# [Problem to solve]
Copy each line of the records that contains the word "wooden".

(Collection entries)

- Opening Delimiter -

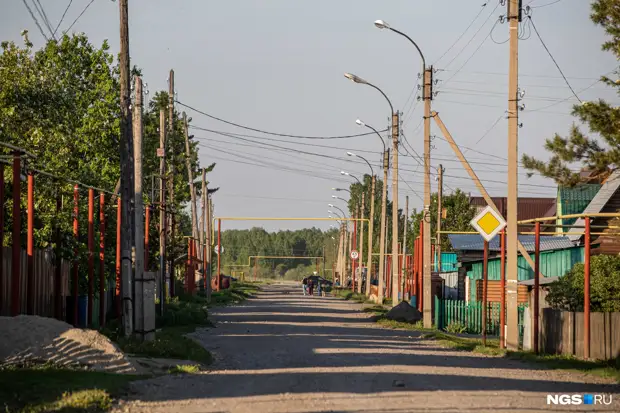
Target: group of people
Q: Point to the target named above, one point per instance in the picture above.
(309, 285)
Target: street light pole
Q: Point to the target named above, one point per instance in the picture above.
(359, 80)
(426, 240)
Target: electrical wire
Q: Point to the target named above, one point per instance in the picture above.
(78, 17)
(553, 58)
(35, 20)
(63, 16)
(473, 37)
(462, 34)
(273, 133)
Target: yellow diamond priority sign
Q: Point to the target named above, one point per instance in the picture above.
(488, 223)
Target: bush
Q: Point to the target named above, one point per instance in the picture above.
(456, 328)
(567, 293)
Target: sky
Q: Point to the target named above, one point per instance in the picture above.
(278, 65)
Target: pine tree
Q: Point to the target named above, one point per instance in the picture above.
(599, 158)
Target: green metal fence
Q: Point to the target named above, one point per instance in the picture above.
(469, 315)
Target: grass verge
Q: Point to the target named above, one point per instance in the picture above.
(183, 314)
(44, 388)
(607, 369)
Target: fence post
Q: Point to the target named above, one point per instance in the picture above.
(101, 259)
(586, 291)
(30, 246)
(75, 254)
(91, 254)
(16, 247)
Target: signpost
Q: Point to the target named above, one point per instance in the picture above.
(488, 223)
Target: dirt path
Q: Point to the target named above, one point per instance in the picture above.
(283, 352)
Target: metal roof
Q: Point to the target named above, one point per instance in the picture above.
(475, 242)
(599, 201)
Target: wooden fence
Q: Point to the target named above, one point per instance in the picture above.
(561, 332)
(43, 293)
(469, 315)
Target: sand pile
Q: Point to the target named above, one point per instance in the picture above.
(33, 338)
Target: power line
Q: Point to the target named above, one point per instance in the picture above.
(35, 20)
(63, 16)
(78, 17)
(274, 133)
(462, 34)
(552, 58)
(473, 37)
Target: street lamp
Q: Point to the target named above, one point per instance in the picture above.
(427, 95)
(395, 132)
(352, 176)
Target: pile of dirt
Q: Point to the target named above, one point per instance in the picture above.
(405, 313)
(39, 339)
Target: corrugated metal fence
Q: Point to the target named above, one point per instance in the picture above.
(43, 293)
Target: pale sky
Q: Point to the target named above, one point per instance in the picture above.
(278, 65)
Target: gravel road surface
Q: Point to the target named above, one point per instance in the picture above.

- Closing Delimiter -
- Opening Delimiter -

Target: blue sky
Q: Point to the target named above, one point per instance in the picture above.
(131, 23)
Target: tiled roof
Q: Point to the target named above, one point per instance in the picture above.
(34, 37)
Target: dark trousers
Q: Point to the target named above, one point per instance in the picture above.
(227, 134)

- Closing Delimiter -
- Opening Delimiter -

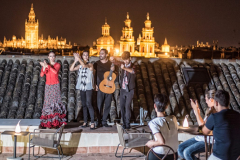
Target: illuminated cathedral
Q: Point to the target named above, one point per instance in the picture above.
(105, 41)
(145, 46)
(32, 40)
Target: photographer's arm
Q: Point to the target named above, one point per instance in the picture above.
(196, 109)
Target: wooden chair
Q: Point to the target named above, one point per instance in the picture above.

- Closing Delimiter -

# [Answer for the task]
Target: wooden fence
Target: wooden chair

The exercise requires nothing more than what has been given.